# Action item:
Stop at the line containing "Target: striped sofa cushion": every line of the listing from the first up to that one must be set down exactly.

# Task material:

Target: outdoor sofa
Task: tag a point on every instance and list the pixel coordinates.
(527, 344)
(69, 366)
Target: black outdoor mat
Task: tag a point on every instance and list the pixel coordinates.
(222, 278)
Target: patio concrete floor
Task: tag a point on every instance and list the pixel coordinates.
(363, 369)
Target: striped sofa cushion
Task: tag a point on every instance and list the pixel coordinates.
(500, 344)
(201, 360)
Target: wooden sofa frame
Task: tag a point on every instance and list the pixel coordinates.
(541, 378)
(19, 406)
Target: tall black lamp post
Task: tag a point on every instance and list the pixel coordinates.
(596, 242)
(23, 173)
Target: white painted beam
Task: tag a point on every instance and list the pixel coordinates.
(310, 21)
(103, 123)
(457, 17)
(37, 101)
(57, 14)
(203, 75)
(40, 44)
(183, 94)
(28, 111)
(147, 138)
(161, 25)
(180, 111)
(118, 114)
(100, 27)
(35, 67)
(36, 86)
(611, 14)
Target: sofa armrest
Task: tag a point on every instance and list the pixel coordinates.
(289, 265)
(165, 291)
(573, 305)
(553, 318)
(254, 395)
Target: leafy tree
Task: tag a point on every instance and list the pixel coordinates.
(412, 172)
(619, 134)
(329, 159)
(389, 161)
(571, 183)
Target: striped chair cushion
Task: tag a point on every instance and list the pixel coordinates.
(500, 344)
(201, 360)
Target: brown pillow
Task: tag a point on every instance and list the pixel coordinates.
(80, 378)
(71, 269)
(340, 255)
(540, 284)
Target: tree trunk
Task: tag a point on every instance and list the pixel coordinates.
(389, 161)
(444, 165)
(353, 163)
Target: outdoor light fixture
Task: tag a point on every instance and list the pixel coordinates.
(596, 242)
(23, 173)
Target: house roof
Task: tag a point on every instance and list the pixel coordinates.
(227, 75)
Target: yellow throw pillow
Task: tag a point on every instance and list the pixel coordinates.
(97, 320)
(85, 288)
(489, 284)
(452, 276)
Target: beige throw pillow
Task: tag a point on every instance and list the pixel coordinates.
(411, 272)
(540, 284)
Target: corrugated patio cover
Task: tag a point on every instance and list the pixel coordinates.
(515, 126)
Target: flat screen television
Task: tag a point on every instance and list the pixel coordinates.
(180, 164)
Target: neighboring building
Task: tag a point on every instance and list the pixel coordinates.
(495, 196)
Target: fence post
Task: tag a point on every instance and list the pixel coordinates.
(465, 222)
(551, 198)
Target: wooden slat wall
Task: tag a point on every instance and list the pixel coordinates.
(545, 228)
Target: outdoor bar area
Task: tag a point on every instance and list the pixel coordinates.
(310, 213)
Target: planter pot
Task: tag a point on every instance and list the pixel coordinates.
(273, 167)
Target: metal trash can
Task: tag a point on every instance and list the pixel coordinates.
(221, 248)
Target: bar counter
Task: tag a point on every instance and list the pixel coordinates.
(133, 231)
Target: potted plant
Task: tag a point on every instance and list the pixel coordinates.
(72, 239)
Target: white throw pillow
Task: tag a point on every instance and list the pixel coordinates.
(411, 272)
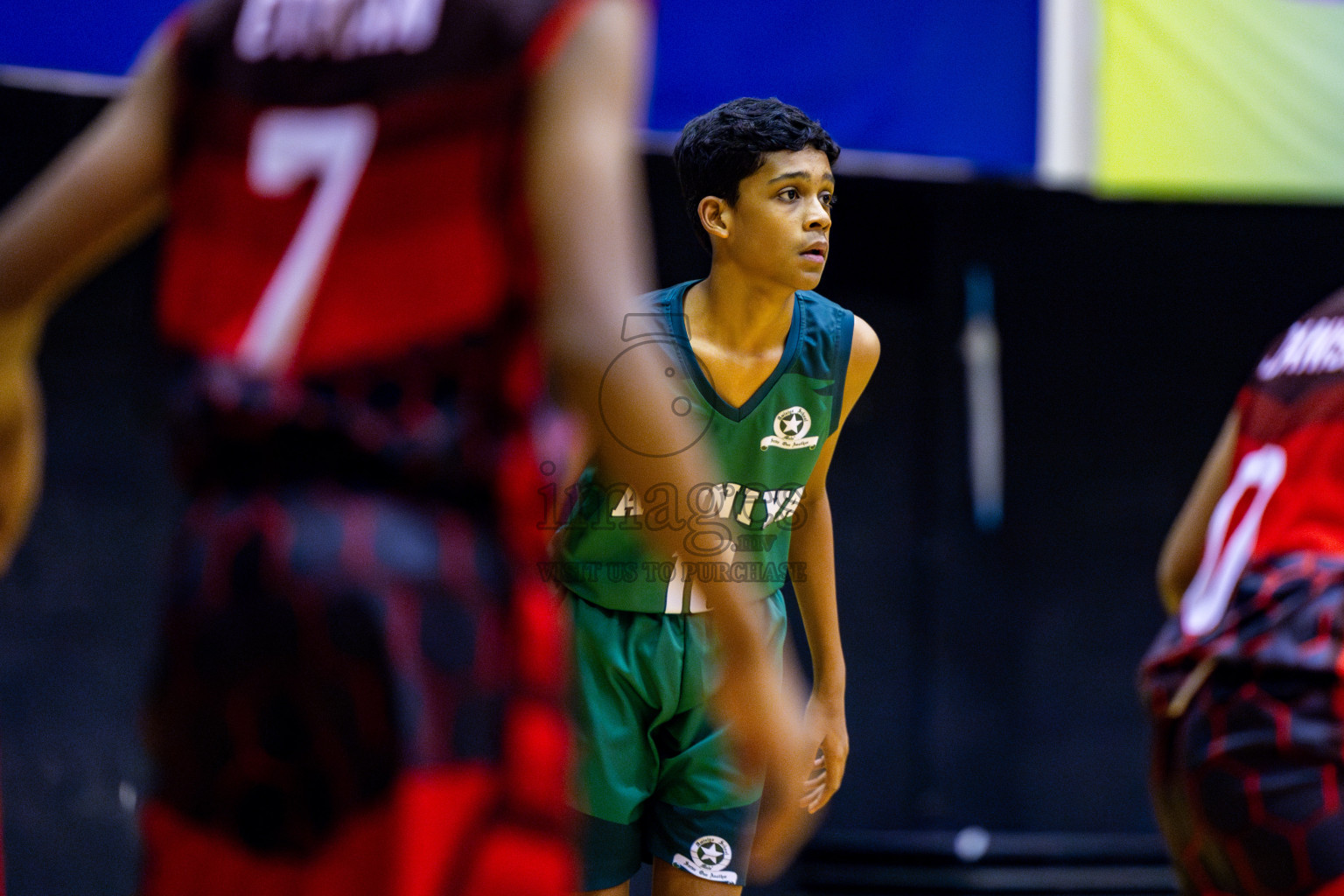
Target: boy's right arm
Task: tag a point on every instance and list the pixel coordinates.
(98, 196)
(584, 185)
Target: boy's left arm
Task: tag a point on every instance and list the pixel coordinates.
(812, 546)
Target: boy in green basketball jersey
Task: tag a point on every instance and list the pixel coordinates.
(770, 371)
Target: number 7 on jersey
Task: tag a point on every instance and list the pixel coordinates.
(290, 147)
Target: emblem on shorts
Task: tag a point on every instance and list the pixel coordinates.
(709, 858)
(790, 430)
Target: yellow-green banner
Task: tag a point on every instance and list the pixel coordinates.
(1221, 100)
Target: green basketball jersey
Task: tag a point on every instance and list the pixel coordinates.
(765, 449)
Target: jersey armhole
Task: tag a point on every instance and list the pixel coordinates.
(844, 344)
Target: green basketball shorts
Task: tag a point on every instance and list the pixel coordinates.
(654, 773)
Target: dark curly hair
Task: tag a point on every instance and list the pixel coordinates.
(729, 143)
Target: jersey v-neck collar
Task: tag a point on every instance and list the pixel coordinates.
(676, 309)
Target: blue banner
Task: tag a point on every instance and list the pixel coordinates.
(950, 78)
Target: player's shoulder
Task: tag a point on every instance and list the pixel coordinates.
(820, 304)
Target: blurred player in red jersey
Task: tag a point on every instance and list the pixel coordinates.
(376, 215)
(1243, 682)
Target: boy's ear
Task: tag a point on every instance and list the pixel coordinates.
(715, 215)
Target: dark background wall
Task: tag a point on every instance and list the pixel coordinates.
(990, 675)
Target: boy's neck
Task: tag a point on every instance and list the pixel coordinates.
(737, 313)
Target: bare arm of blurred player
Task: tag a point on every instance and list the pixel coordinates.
(105, 191)
(1184, 544)
(584, 185)
(814, 546)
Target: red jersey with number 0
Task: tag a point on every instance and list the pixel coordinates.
(1294, 401)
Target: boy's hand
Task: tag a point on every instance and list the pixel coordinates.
(831, 739)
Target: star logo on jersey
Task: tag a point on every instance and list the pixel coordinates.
(711, 852)
(790, 430)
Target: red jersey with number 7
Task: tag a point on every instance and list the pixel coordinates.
(346, 180)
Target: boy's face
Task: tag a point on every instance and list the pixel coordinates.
(780, 228)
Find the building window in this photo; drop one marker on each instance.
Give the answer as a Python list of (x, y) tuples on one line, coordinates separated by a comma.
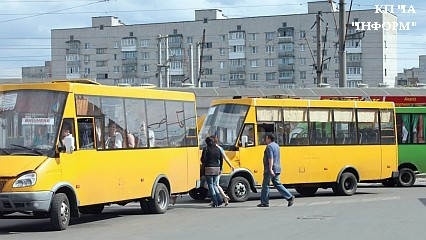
[(269, 49), (145, 68), (100, 50), (353, 70), (270, 76), (269, 36), (254, 76), (252, 36), (102, 76), (145, 55), (238, 48), (101, 63), (176, 65), (208, 71), (223, 78), (269, 62), (254, 63), (208, 45), (144, 43), (236, 35)]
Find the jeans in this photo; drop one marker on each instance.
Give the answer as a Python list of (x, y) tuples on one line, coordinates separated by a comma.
[(212, 182), (264, 195)]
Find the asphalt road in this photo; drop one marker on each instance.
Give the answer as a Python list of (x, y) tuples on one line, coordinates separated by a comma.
[(374, 212)]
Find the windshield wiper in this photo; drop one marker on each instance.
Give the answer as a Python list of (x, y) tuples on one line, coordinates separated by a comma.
[(27, 148), (5, 151)]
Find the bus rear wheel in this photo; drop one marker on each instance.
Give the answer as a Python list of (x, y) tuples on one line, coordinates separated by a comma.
[(406, 177), (239, 190), (60, 212), (159, 203), (347, 184), (306, 191)]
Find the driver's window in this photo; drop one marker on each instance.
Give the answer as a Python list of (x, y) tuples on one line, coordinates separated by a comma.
[(247, 138), (67, 134), (86, 134)]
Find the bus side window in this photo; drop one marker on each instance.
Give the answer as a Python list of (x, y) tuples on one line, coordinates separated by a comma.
[(86, 133)]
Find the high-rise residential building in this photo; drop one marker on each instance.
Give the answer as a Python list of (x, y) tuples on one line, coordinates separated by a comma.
[(215, 51)]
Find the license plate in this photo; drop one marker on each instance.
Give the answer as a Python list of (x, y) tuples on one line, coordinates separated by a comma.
[(2, 183)]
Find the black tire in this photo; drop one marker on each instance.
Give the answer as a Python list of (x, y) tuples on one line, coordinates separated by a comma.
[(60, 212), (406, 177), (198, 193), (306, 191), (159, 203), (239, 190), (92, 209), (347, 184), (389, 182)]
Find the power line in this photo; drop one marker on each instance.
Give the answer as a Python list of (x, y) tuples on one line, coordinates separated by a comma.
[(51, 12)]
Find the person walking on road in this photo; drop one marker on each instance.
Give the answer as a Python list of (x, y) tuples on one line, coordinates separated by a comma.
[(271, 172)]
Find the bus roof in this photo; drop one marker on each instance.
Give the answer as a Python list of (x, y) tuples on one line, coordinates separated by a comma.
[(304, 103), (92, 88)]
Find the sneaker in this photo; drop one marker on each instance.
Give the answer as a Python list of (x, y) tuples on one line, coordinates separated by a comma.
[(262, 205), (226, 200), (290, 201)]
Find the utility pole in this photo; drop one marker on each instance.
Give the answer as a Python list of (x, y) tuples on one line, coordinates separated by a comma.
[(167, 65), (160, 63), (191, 63), (342, 38), (201, 58), (319, 52)]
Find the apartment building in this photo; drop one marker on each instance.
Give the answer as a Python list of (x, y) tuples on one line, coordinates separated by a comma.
[(216, 51)]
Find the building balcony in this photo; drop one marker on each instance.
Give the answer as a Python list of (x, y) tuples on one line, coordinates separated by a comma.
[(284, 53), (286, 80), (285, 67), (239, 82), (353, 50), (285, 39), (353, 64), (237, 69), (129, 61)]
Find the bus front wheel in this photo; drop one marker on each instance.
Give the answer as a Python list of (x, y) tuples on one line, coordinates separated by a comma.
[(347, 184), (159, 203), (239, 189), (60, 212), (92, 209), (406, 177), (198, 193), (306, 191)]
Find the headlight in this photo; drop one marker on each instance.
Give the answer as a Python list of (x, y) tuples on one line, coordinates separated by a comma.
[(26, 180)]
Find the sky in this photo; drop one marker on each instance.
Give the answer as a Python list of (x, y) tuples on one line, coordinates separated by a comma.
[(25, 25)]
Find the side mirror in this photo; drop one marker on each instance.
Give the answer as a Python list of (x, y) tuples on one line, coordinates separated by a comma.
[(244, 140), (69, 144)]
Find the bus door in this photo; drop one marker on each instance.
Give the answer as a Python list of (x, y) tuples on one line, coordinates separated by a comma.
[(83, 167), (251, 152)]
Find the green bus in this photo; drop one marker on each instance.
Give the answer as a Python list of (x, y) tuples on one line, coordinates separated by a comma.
[(411, 122)]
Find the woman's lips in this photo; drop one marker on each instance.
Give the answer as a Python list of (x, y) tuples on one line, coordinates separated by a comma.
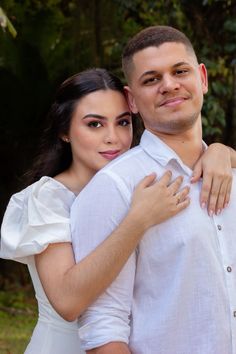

# Response to the exercise:
Target: outdoor sofa
Task: tag a point on every instance and list the pixel coordinates.
(527, 344)
(69, 366)
Target: black outdoor mat
Task: tag a point on every instance and list the pixel coordinates.
(222, 278)
Target: patio concrete floor
Task: tag a point on every instance and list the pixel coordinates.
(363, 369)
Target: striped sofa cushion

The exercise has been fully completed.